• Objective 1:
Transcribe a passage from the z-transform thread, starting with "I found x[n-1]" and going on through "it is wrong.".

• Document:
# Tidying up my final answer on z-transform

#### u-will-neva-no

Joined Mar 22, 2011
230
Hey!

The sequence of: $$x[n] = 1, \frac{1}{2}^1,\frac{1}{2}^2,\frac{1}{2}^3,...$$

was asked to be expressed using the z-transform:

$$X(z) = 1 +\frac{1}{2}^1z^-^1 +\frac{1}{2}^2z^-^2+\frac{1}{2}^3z^-^3+...$$

What I can't do is express the final result into the one on the sheet which is:
$$\frac{z}{z-0.5}$$

The notes say to use the linear difference equation:

$$\frac{x[n]+x[n-1]}{2}$$

I found x[n-1] just by subtracting one from each value for x[n] above so when I added the numerator I got 1 and the denominator as 2...clearly it is wrong.

Thank you in advance for helping!

#### t_n_k

Joined Mar 6, 2009
5,455
This is the sum of a geometric series.

$$X(z)=1+\frac{1}{2z}+\frac{1}{4z^2}+\frac{1}{8z^3} + ....$$

Since the series is infinite we may write ...

• Provided data:
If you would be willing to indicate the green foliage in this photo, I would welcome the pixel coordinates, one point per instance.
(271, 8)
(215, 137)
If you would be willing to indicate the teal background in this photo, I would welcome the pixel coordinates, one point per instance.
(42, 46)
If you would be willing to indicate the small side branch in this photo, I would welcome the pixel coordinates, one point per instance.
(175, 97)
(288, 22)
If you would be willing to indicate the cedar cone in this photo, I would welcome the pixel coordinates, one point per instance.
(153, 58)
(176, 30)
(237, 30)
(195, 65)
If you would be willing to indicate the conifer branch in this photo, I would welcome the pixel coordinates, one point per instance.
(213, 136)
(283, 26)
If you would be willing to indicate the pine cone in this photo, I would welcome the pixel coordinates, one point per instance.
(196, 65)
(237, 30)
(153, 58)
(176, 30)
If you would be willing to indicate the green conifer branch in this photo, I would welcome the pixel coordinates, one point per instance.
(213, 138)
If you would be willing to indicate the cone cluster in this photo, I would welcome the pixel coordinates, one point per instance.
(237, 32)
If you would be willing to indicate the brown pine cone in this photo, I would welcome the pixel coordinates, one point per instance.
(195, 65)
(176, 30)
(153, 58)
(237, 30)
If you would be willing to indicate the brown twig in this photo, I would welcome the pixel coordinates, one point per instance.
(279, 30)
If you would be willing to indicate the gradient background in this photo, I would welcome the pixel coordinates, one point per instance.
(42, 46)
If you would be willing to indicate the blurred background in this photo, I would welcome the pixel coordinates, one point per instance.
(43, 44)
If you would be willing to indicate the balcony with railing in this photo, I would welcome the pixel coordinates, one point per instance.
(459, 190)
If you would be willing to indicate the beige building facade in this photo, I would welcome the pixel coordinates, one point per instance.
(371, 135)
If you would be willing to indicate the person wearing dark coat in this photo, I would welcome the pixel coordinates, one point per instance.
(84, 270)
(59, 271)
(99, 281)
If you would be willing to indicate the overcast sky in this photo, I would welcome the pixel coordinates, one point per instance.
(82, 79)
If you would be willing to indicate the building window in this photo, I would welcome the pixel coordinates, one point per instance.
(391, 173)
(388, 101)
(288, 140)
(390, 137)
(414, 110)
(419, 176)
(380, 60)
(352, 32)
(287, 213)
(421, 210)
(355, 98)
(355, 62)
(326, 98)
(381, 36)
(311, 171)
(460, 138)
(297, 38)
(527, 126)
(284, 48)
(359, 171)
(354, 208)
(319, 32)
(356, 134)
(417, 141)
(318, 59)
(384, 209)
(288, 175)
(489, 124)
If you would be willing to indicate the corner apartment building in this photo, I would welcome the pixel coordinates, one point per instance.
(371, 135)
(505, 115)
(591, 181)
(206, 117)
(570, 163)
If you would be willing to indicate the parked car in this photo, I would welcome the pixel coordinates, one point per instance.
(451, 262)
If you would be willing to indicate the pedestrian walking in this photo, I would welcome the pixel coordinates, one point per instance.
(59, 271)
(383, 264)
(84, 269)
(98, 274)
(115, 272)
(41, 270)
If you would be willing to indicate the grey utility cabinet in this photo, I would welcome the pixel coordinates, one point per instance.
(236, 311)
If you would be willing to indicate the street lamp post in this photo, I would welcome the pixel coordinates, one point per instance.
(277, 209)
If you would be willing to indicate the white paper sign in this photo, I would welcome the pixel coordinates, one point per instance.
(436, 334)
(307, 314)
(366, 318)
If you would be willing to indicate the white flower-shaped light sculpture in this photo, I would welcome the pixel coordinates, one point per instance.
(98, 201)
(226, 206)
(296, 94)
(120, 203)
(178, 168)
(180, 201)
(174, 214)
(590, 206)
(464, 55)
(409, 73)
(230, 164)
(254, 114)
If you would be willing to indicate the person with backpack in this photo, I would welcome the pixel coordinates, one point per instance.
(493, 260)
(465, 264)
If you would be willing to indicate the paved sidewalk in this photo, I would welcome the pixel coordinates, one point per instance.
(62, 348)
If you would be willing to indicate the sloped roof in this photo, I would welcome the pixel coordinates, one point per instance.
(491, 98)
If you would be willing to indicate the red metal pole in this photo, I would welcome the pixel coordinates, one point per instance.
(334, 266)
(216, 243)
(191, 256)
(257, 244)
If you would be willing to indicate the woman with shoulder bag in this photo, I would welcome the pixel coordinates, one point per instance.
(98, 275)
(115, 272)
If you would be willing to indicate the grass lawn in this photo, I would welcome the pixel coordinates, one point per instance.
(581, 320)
* * *
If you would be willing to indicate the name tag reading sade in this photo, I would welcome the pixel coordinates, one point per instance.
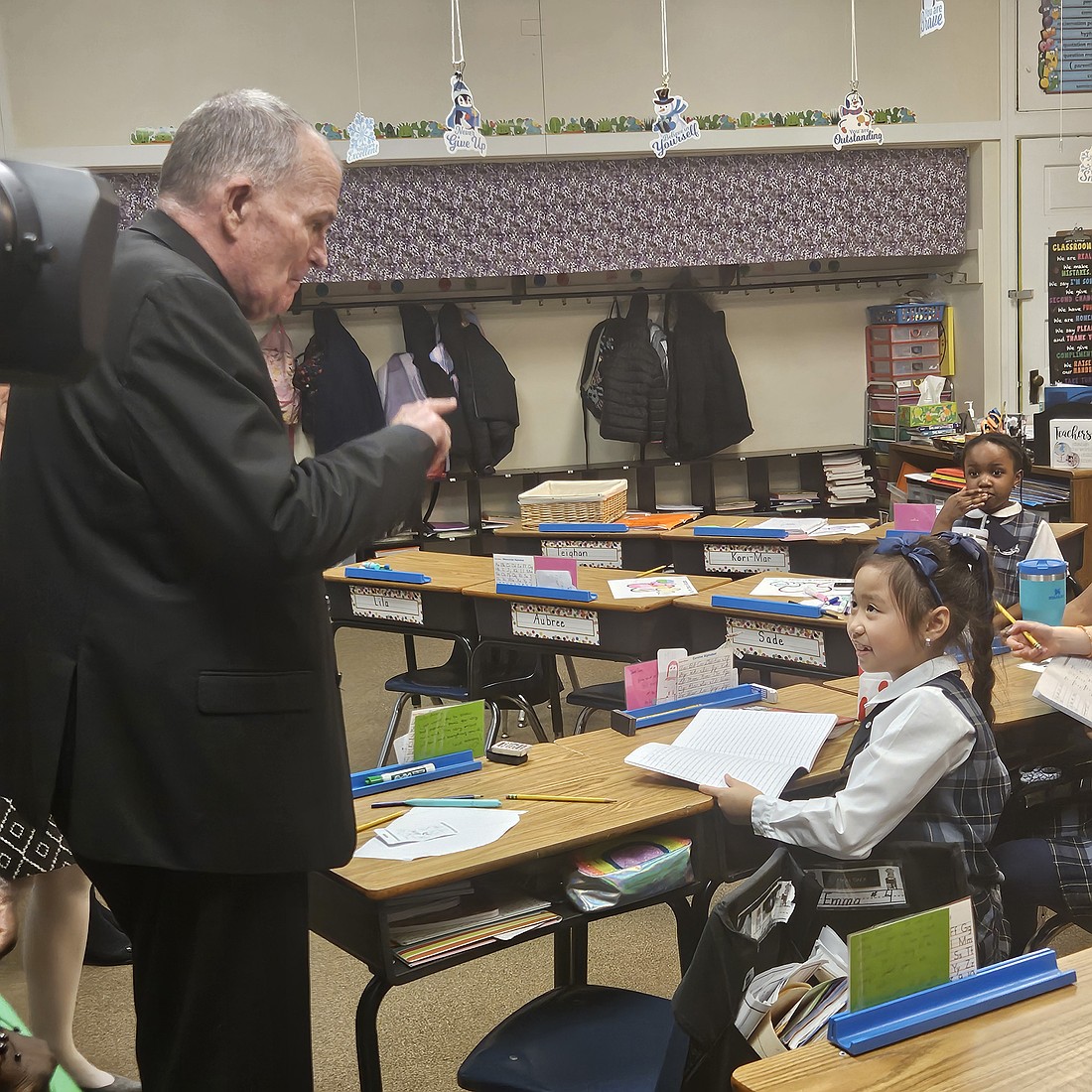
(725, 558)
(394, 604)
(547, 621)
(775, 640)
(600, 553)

• Objective 2:
Gather every line of the rows that holds the word "background", counting case.

• Expected answer 1:
I found x[n-1] just by subtracting one from each value for x[n] above so when I added the numerator I got 1 and the denominator as 2...clearly it is wrong.

• Expected answer 2:
If you would be willing to indicate the teal background in this photo, I would welcome the pixel coordinates, one point per instance.
If you would be willing to indicate the gradient background in this photo, I would welcome the pixel coordinates, one point per instance.
If you would be willing to indicate the blurred background in this photo, I would welcome the pixel coordinates, one point per instance.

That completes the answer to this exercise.